Exercise: Give the data again exactly, from its opening line through the line in which "object: blue plastic block" appears.

Start of Records for processing

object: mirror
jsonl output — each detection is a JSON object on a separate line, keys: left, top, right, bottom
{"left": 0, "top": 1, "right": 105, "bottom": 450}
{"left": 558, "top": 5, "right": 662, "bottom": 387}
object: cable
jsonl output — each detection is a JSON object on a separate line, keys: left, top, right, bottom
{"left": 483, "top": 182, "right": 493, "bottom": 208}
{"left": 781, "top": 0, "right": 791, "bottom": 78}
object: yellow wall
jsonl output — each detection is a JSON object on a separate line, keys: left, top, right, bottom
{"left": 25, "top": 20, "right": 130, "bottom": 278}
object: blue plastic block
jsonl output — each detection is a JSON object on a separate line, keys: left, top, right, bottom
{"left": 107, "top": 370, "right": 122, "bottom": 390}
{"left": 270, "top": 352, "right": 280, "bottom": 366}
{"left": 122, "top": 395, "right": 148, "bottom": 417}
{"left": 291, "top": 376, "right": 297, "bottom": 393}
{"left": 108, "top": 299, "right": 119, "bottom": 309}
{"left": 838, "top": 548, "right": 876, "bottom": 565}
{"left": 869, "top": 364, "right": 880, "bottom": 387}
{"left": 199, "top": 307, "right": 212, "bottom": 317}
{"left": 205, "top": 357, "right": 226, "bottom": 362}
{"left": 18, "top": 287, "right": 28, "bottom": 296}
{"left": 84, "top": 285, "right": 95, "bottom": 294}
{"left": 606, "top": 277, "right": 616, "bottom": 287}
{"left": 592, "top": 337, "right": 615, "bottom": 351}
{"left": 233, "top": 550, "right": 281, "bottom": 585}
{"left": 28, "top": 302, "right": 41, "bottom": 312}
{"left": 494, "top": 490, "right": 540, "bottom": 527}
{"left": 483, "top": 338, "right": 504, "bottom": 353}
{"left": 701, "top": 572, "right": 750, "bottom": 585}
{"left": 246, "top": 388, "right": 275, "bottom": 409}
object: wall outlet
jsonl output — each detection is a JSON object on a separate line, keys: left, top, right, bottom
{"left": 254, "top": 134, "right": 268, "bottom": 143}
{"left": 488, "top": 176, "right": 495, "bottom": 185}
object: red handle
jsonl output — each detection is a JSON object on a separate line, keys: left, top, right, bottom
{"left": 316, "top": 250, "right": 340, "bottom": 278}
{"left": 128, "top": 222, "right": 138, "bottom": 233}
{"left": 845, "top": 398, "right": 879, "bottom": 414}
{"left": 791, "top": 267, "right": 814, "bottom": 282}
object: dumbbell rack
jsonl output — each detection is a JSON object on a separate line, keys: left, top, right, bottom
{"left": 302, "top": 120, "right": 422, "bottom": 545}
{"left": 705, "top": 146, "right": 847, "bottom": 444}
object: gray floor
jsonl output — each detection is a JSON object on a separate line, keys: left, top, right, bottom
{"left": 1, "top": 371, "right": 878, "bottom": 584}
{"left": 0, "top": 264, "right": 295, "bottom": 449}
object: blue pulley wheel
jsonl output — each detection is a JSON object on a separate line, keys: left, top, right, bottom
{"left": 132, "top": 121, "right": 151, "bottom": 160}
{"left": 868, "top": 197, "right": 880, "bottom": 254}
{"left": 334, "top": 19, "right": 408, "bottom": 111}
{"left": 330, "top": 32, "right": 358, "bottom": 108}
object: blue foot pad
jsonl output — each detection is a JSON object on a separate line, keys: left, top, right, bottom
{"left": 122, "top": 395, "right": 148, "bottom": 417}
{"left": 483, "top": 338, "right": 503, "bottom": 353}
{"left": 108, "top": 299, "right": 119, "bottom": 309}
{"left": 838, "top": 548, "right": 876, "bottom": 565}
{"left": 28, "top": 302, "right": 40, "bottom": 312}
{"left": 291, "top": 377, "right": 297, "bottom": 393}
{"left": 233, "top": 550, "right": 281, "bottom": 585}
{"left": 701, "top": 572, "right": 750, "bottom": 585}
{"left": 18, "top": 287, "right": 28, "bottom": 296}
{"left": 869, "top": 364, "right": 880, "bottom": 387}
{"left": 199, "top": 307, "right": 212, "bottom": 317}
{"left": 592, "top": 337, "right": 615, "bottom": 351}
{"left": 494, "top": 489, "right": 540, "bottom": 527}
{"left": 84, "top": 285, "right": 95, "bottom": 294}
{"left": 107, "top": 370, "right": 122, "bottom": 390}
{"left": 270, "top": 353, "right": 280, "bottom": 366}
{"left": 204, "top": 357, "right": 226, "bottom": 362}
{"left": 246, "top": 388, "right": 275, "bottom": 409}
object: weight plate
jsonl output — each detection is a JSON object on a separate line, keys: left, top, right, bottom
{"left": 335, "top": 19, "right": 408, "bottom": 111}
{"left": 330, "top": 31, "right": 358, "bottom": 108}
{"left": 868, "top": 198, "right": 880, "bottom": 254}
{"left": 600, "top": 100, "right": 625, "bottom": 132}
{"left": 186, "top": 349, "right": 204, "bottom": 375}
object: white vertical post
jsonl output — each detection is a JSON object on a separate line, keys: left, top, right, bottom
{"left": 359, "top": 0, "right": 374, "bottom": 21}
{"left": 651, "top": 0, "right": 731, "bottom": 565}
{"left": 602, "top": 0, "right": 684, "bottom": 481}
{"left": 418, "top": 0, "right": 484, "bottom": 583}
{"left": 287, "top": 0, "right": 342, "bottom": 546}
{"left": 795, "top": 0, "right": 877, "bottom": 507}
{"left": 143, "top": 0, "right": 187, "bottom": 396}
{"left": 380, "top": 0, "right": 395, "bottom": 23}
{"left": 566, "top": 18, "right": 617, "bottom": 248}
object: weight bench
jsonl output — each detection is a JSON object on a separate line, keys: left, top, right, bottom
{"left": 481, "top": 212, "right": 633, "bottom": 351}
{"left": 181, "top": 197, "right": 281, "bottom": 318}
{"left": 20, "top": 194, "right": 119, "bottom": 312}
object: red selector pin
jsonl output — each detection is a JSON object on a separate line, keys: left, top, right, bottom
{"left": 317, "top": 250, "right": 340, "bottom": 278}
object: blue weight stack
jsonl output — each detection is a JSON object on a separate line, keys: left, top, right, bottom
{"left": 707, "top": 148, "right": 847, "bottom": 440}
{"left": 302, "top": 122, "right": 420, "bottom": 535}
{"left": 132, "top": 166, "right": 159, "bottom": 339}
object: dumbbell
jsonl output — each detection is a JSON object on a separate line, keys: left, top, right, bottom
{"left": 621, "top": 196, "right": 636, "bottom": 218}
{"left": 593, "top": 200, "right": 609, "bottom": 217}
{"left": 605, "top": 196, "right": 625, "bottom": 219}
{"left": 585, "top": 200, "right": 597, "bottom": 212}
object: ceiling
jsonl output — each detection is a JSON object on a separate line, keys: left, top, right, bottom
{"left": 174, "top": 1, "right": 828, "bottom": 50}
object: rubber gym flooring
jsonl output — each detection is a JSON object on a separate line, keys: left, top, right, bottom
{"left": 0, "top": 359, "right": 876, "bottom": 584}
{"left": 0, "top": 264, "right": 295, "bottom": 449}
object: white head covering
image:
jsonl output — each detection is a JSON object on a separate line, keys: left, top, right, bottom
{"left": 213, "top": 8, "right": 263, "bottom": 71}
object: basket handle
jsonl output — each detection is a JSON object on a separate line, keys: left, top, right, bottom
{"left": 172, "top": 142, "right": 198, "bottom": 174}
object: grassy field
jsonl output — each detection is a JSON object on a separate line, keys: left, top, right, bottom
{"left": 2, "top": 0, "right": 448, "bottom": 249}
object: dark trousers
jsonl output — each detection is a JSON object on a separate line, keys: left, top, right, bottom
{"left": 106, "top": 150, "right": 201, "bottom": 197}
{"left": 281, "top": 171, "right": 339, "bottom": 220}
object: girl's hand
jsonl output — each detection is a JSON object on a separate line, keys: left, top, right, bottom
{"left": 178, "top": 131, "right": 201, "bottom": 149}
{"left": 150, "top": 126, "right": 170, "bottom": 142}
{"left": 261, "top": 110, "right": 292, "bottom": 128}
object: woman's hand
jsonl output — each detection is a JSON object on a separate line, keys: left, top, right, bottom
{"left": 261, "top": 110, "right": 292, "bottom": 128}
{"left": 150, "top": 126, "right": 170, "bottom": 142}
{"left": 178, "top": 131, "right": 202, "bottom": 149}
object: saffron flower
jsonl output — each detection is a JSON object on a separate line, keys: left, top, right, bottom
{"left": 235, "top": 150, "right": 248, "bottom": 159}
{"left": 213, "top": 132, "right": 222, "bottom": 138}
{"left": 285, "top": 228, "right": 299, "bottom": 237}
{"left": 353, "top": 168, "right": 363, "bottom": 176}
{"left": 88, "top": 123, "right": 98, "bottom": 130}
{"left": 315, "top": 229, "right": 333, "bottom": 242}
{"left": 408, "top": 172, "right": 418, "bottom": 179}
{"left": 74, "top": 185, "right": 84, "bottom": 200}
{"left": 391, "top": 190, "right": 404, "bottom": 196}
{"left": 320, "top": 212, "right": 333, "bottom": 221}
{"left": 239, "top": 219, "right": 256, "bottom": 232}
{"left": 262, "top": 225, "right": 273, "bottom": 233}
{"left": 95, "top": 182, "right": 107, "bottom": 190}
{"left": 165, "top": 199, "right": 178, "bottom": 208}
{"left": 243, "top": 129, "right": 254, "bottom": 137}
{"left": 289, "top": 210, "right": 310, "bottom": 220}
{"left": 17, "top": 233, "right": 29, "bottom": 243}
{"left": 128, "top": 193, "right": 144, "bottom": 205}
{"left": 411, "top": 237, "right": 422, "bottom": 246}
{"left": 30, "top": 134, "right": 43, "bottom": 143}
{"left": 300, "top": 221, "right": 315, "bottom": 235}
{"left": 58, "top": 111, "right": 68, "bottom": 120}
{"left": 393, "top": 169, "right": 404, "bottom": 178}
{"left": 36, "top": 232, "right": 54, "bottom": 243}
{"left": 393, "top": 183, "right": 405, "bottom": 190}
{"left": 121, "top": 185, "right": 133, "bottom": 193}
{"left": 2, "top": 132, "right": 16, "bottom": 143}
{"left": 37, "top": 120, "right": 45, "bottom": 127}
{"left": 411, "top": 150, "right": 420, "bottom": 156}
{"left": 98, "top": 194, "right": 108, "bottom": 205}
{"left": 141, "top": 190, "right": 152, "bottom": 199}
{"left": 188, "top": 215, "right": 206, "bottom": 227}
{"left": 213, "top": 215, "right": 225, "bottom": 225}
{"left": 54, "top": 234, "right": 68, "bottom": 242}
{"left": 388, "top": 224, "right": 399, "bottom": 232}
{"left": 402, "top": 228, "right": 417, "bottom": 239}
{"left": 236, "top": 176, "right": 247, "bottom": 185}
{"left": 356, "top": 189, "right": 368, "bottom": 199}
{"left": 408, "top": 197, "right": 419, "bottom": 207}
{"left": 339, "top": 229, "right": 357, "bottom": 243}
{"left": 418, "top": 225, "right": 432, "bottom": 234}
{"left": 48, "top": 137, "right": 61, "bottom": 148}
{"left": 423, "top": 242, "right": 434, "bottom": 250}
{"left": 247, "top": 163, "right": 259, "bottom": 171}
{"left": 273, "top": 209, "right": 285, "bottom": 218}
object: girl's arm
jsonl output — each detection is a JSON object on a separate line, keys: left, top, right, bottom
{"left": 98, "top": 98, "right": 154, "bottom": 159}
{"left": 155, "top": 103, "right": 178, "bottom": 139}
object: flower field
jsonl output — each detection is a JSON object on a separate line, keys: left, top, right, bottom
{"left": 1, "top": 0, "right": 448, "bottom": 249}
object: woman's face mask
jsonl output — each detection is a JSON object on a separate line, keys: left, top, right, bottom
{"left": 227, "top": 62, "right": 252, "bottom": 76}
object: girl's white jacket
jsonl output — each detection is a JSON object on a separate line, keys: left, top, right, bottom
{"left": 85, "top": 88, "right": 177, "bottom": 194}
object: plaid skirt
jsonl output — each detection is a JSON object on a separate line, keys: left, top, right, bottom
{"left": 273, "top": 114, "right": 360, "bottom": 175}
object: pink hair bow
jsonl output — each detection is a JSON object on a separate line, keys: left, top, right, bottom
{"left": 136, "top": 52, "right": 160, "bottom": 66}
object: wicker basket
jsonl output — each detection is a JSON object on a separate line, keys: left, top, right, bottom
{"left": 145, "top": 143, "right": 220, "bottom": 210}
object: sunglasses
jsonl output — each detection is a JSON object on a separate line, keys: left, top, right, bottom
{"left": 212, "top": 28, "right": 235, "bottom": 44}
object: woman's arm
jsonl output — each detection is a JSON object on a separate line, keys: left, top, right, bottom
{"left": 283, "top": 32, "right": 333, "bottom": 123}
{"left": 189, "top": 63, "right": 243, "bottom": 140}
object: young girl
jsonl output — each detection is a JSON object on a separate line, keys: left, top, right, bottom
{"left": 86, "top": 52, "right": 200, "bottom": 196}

End of Records for processing

Result below:
object: mirror
jsonl output — each detection is a JSON object on a separate line, keys: left, top, right, bottom
{"left": 0, "top": 1, "right": 105, "bottom": 450}
{"left": 558, "top": 5, "right": 662, "bottom": 387}
object: cable
jsonl output — each detection is a JSON object on a separate line, keys: left, top, right, bottom
{"left": 483, "top": 182, "right": 493, "bottom": 208}
{"left": 781, "top": 0, "right": 791, "bottom": 78}
object: yellow wall
jsonl output — each detection is a JSON object on a separate line, keys: left, top, right, bottom
{"left": 25, "top": 20, "right": 130, "bottom": 278}
object: blue plastic block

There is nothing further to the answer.